▶ EXERCISE TASKS
• 1. Which Python versions does the package metadata require?
• 2. List every keyword on the Keywords line of the package metadata.
• 3. Translate this sentence from the package metadata into Spanish: "The above copyright notice and this permission notice shall be included in all copies or substantial portions of the Software."

▶ PASSAGE TO READ
- - - - -

Metadata-Version: 2.4
Name: autoannotate-timeseries
Version: 0.1.0
Summary: SOTA unsupervised auto-annotation SDK for time series classification
Author-email: MetaMind Innovations <info@metamind.gr>
License: MIT License
        
        Copyright (c) 2025 MetaMind Innovations
        
        Permission is hereby granted, free of charge, to any person obtaining a copy
        of this software and associated documentation files (the "Software"), to deal
        in the Software without restriction, including without limitation the rights
        to use, copy, modify, merge, publish, distribute, sublicense, and/or sell
        copies of the Software, and to permit persons to whom the Software is
        furnished to do so, subject to the following conditions:
        
        The above copyright notice and this permission notice shall be included in all
        copies or substantial portions of the Software.
        
        THE SOFTWARE IS PROVIDED "AS IS", WITHOUT WARRANTY OF ANY KIND, EXPRESS OR
        IMPLIED, INCLUDING BUT NOT LIMITED TO THE WARRANTIES OF MERCHANTABILITY,
        FITNESS FOR A PARTICULAR PURPOSE AND NONINFRINGEMENT. IN NO EVENT SHALL THE
        AUTHORS OR COPYRIGHT HOLDERS BE LIABLE FOR ANY CLAIM, DAMAGES OR OTHER
        LIABILITY, WHETHER IN AN ACTION OF CONTRACT, TORT OR OTHERWISE, ARISING FROM,
        OUT OF OR IN CONNECTION WITH THE SOFTWARE OR THE USE OR OTHER DEALINGS IN THE
        SOFTWARE.
Project-URL: Homepage, https://github.com/metamind-innovations/autoannotate-timeseries
Project-URL: Documentation, https://github.com/Metamind-Innovations/autoannotate-timeseries/blob/main/README.md
Project-URL: Issues, https://github.com/Metamind-Innovations/autoannotate-timeseries/issues
Keywords: time-series,clustering,auto-labeling,machine-learning,forecasting
Classifier: Development Status :: 5 - Production/Stable
Classifier: Intended Audience :: Developers
Classifier: Intended Audience :: Science/Research
Classifier: License :: OSI Approved :: MIT License
Classifier: Operating System :: OS Independent
Classifier: Programming Language :: Python :: 3
Classifier: Programming Language :: Python :: 3.10
Classifier: Programming Language :: Python :: 3.11
Classifier: Programming Language :: Python :: 3.12
Classifier: Programming Language :: Python :: 3.13
Classifier: Topic :: Scientific/Engineering :: Artificial Intelligence
Classifier: Topic :: Scientific/Engineering :: Information Analysis
Requires-Python: <3.14,>=3.10
Description-Content-Type: text/markdown
License-File: LICENSE
Requires-Dist: numpy>=2.0.0
Requires-Dist: pandas>=2.2.2
Requires-Dist: torch>=2.0.0
Requires-Dist: scikit-learn>=1.0.0
Requires-Dist: umap-learn>=0.5.3
Requires-Dist: click>=8.0.0
Requires-Dist: tqdm>=4.67.0
Requires-Dist: rich>=14.0.0
Requires-Dist: pyarrow>=19.0.0
Requires-Dist: plotly>=5.0.0
Requires-Dist: chronos-forecasting>=2.0.0
Provides-Extra: dev
Requires-Dist: pytest>=7.0.0; extra == "dev"

- - - - -

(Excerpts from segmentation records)
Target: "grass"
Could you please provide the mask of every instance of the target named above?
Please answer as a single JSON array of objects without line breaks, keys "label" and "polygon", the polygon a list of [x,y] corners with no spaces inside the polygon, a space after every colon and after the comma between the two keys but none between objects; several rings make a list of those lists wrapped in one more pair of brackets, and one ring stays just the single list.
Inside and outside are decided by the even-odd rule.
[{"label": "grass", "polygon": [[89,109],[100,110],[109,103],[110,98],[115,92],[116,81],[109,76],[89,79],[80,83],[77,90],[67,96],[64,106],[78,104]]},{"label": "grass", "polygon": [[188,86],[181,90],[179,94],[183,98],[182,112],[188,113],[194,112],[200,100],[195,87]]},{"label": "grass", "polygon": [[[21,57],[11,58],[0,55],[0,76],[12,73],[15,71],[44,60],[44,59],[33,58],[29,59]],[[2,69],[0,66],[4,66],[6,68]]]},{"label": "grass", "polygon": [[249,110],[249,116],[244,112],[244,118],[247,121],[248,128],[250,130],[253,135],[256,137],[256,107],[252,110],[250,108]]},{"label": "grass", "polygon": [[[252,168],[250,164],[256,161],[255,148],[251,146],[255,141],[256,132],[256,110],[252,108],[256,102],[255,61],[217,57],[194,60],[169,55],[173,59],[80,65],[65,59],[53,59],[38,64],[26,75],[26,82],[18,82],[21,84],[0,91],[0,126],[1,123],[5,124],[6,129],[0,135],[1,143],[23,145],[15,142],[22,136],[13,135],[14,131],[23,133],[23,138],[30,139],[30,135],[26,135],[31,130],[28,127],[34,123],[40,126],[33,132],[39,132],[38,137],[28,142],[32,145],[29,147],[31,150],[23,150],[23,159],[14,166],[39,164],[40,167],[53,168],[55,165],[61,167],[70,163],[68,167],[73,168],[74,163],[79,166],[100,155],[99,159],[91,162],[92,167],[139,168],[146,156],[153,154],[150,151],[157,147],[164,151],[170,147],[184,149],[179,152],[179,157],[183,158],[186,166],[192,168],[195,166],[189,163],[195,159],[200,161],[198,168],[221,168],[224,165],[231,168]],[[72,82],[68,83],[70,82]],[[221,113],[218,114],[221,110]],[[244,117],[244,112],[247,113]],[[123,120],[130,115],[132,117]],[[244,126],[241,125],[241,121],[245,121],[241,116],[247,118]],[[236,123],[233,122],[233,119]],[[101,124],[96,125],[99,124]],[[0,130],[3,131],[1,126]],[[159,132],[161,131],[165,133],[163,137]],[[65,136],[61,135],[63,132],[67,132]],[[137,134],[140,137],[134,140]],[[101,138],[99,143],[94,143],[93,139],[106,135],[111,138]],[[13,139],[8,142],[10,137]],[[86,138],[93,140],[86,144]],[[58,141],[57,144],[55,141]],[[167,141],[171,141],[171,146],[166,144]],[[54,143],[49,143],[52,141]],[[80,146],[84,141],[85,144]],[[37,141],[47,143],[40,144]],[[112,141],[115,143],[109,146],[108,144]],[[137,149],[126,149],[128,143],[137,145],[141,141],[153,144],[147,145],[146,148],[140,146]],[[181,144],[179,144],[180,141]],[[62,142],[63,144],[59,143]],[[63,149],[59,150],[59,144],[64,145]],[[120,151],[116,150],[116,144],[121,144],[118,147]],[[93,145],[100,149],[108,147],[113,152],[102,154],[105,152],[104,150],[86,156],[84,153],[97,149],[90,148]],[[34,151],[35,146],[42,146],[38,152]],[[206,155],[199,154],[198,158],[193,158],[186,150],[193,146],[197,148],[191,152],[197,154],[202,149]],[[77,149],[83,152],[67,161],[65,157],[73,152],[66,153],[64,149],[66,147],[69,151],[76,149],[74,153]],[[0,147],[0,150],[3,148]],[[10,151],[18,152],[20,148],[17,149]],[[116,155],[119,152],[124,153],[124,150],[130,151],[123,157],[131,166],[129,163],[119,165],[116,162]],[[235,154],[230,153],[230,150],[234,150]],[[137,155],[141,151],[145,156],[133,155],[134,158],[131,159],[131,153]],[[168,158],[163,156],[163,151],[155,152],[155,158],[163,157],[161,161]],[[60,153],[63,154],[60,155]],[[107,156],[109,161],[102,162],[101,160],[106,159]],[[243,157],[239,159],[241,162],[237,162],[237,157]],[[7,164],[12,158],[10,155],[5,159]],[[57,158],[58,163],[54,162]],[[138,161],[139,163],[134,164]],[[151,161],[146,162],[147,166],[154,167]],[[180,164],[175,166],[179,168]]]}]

- - - - -

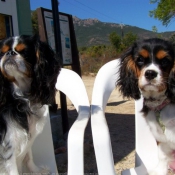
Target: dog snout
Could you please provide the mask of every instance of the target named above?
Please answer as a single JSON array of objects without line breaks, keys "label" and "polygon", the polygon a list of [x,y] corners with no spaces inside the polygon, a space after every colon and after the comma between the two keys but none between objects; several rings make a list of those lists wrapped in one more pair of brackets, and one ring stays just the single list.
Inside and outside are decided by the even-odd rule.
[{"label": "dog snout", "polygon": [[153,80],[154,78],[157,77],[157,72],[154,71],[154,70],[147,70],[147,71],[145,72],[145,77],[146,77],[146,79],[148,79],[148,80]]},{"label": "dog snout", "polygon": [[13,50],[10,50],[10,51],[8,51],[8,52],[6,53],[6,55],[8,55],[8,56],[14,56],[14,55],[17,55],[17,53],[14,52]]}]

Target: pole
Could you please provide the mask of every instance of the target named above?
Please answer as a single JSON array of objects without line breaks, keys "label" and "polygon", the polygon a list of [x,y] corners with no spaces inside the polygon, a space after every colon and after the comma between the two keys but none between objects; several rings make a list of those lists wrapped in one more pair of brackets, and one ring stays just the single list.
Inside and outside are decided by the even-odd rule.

- - - - -

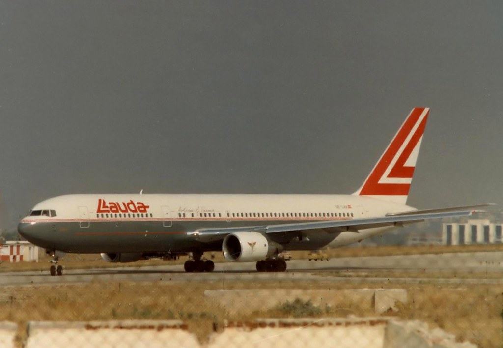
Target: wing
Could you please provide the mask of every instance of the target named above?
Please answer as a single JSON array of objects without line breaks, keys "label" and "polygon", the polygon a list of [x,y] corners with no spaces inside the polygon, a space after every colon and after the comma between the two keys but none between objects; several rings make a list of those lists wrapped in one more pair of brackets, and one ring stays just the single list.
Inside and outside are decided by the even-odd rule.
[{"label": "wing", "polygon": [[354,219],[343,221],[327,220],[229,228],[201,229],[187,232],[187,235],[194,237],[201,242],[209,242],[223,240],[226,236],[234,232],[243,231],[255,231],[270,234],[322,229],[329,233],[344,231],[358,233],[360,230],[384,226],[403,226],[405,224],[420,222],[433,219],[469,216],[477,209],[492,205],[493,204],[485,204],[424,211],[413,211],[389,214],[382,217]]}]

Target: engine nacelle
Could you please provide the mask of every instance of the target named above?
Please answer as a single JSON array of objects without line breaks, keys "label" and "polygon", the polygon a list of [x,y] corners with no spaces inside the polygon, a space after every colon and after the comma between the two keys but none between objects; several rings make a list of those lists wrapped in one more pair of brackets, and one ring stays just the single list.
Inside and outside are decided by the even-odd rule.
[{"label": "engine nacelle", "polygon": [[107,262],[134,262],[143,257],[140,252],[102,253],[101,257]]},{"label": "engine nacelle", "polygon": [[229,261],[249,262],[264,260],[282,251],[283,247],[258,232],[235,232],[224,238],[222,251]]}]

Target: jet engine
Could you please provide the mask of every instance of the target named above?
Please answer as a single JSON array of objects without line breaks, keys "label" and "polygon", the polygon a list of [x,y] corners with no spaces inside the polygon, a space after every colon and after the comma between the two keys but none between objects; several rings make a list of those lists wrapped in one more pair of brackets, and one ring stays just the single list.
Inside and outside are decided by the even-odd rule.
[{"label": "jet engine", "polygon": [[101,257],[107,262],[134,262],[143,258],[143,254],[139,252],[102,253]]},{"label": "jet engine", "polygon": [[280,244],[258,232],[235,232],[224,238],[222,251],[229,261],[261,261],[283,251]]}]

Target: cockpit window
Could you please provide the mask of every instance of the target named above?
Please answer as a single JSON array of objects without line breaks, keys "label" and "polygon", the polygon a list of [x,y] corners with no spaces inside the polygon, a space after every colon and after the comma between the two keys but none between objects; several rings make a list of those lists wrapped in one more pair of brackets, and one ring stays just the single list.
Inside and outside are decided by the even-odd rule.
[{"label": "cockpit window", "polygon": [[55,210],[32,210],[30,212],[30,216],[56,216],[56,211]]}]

- - - - -

▶ ANSWERS PER TASK
• 1. Python 3.10 or later, but below 3.14.

• 2. time-series, clustering, auto-labeling, machine-learning, forecasting

• 3. El aviso de derechos de autor anterior y este aviso de permiso se incluirán en todas las copias o partes sustanciales del Software.